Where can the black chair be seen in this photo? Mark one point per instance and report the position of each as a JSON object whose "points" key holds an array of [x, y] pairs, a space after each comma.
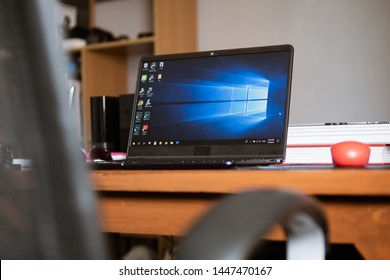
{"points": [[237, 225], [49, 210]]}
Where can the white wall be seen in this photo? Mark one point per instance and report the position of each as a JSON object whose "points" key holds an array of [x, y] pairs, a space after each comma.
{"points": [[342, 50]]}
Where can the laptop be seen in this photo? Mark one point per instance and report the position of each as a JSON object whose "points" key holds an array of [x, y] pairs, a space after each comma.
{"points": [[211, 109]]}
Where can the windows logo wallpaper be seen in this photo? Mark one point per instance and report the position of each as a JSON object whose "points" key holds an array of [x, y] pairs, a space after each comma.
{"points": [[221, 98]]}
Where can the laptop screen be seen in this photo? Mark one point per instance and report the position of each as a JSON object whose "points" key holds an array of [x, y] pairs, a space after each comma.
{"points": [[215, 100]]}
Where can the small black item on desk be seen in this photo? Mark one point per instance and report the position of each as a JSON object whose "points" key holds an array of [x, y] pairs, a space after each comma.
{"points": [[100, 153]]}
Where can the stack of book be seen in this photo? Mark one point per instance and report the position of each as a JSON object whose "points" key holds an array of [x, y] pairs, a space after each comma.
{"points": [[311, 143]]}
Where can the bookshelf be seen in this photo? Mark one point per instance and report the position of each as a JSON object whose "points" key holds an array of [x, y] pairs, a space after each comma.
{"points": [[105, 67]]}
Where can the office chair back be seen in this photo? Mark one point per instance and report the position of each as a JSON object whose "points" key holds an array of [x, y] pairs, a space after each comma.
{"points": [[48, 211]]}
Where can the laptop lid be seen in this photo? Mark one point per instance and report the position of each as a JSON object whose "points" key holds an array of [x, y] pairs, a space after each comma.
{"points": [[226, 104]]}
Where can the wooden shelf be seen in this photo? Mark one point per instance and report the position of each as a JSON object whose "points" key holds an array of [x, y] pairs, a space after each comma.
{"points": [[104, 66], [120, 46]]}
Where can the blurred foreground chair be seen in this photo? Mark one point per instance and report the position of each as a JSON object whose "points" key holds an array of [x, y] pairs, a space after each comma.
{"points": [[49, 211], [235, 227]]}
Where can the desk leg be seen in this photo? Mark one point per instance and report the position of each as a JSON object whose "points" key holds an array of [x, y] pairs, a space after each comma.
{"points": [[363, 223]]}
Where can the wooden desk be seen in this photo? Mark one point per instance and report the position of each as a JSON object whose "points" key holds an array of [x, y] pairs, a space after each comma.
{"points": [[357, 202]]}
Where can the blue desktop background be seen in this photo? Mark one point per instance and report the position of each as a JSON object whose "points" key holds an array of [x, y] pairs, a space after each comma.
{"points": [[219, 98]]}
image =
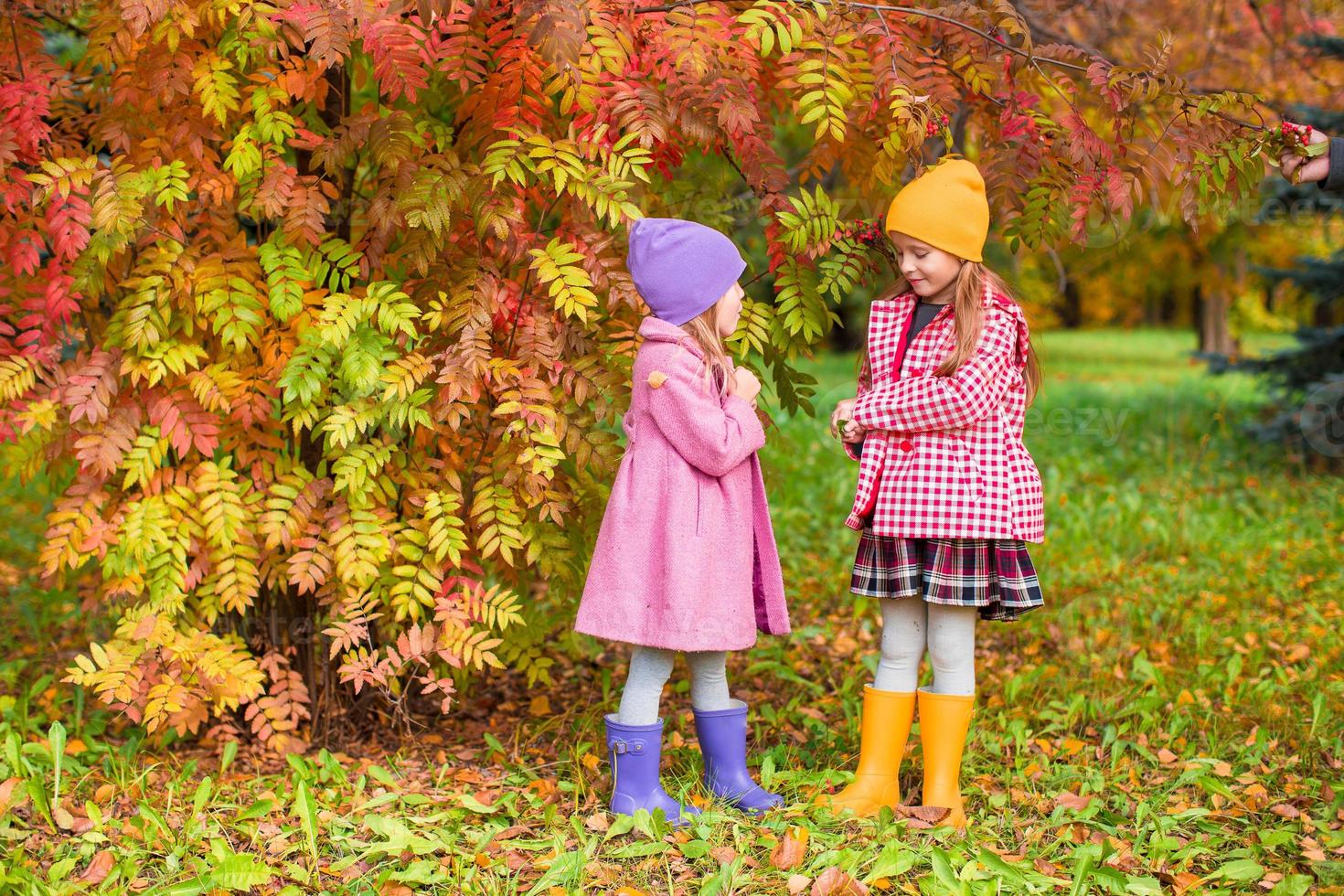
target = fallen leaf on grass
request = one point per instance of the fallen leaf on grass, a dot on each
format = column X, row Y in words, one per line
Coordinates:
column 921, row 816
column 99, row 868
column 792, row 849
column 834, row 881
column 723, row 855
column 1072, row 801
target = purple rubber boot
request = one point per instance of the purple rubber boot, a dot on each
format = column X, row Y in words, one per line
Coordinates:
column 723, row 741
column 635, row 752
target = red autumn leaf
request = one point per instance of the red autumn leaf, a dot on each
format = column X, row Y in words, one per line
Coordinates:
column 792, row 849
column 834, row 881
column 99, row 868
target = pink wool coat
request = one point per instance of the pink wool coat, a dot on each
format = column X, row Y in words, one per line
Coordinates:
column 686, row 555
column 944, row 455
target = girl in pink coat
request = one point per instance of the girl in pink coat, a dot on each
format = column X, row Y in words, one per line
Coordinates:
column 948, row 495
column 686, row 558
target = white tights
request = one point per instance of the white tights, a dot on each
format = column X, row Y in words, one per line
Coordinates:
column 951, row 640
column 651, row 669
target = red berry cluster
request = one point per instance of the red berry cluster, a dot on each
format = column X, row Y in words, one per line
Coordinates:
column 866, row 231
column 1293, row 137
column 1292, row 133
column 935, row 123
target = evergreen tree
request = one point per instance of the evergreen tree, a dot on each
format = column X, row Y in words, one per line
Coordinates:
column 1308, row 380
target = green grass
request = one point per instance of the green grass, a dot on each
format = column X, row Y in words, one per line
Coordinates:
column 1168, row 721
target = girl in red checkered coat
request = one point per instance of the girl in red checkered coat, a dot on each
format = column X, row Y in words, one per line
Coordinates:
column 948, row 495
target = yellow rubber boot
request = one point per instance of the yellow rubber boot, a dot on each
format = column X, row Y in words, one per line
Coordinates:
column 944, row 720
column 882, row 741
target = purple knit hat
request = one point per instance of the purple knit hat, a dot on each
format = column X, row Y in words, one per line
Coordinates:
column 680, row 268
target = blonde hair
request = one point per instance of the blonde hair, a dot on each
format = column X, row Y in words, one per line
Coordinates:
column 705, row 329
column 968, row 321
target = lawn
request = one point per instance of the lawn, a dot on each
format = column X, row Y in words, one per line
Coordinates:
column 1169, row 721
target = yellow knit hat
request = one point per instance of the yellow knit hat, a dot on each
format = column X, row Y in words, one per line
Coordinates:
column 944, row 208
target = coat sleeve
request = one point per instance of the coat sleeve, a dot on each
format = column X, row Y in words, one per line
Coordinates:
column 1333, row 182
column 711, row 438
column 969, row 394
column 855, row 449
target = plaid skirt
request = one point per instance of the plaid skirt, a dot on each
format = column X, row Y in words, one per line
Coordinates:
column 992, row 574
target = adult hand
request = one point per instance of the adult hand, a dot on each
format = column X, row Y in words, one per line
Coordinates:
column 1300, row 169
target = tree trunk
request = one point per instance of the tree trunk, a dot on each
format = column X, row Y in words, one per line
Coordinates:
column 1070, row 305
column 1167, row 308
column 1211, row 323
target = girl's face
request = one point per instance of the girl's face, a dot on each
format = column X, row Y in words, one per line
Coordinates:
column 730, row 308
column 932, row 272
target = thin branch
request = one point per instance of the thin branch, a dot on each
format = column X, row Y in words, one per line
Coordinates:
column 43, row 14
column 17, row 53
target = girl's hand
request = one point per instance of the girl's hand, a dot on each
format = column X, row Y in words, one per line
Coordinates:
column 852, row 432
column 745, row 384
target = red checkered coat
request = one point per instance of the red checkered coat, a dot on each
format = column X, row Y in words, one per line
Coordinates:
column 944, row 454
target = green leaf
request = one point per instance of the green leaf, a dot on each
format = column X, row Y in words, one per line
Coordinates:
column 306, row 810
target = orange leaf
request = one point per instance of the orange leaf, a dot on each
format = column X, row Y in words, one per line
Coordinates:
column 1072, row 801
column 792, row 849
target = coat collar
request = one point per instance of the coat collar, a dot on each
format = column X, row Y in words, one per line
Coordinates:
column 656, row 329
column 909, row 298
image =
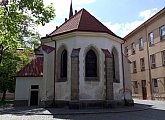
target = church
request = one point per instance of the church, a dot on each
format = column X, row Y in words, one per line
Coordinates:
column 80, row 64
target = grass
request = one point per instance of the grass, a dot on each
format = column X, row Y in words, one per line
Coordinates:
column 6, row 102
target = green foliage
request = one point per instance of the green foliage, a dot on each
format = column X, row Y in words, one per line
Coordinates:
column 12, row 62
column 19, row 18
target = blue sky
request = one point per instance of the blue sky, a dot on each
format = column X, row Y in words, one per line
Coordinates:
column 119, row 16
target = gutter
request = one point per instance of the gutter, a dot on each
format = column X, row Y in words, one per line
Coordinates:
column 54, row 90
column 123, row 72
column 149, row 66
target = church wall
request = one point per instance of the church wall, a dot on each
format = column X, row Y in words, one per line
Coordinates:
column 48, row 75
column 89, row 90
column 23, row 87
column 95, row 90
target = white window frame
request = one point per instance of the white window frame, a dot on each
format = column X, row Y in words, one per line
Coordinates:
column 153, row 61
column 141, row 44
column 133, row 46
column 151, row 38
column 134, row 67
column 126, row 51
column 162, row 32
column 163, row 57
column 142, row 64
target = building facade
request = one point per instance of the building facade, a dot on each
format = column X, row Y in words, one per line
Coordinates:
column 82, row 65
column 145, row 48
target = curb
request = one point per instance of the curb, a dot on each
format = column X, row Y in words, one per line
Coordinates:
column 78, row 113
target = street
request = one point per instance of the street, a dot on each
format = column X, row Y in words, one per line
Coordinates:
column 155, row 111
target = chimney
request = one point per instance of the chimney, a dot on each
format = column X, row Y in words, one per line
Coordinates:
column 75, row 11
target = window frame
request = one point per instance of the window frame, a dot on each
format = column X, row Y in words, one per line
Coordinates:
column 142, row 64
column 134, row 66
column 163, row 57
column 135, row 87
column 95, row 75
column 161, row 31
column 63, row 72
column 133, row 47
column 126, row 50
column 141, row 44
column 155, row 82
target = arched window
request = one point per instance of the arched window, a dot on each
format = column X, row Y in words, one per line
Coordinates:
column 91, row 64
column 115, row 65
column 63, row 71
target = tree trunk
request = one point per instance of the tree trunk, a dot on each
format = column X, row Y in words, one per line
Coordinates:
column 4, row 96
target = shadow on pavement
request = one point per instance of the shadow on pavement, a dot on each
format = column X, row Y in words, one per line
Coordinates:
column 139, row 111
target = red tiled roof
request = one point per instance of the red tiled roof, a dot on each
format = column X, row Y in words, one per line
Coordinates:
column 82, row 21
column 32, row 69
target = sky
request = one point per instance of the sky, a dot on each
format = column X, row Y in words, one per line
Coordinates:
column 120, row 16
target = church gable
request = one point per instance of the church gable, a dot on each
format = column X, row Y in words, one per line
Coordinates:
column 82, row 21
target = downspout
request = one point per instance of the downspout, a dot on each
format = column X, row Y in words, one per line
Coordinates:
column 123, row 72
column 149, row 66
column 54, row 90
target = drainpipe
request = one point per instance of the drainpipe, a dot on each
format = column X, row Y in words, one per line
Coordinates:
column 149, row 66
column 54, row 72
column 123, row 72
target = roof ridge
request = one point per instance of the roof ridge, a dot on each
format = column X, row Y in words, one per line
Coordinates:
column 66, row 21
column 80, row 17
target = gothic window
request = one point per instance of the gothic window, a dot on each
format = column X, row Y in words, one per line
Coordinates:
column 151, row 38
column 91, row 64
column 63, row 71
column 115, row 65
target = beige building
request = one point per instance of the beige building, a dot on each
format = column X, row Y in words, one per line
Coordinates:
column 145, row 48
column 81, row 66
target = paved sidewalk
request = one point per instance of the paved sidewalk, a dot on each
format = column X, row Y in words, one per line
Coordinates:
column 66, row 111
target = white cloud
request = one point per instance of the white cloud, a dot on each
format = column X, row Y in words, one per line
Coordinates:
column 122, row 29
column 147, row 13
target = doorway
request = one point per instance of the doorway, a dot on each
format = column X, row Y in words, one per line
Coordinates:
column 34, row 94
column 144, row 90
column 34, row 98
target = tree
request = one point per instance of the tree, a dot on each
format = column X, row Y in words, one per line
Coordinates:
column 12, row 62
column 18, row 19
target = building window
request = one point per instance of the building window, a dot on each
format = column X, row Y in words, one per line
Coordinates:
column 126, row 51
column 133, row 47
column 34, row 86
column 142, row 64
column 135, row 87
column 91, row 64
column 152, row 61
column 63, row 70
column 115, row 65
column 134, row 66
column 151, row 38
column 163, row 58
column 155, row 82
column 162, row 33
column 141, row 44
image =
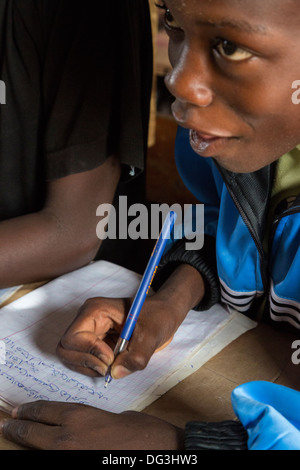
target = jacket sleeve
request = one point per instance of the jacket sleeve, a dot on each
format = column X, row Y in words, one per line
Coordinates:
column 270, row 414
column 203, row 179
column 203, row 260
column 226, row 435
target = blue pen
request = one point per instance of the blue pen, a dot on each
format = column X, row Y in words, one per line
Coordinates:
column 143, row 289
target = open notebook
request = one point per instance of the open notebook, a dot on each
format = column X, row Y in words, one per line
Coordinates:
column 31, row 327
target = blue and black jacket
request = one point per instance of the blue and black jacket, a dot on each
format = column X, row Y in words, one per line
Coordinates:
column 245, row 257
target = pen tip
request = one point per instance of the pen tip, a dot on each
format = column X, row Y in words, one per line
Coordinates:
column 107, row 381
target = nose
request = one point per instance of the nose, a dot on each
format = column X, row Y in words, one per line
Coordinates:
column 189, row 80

○ ○ ○

- [Exercise prompt] Return each line of the material above in which the string "blonde" appears.

- [Written response]
target = blonde hair
request = one point per instance of the blonde hair, a dot on each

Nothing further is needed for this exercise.